*** Records for processing ***
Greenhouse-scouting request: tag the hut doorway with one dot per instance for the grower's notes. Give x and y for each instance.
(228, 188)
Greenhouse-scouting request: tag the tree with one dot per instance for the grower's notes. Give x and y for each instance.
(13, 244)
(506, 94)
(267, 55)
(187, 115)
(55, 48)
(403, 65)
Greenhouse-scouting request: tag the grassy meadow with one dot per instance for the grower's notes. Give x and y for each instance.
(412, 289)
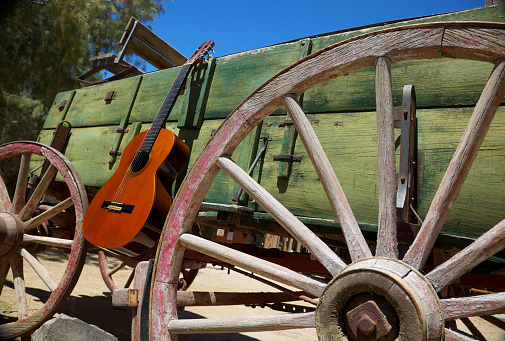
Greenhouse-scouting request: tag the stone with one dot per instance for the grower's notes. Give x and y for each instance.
(63, 328)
*** End of Records for processing ***
What you need to do: From the line with "Greenhouse-scouting request: tag the grassy" through the final line of the data above, copy everything exactly, both ends included, but not the pictures.

Answer:
Greenhouse-scouting request: tag the grassy meadow with one dot per instance for the grower's notes. Give x and y for each instance.
(412, 289)
Greenhouse-scouting request: tag the stone with one dot per instance for the grower's notes. Give x and y for each instance.
(63, 328)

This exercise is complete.